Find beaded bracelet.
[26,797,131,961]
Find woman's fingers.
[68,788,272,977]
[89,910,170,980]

__Exercise prompt__
Please pull out every line of the records above that contains the string "Find". Case counts.

__Task result__
Find beaded bracelet.
Find woman's fingers.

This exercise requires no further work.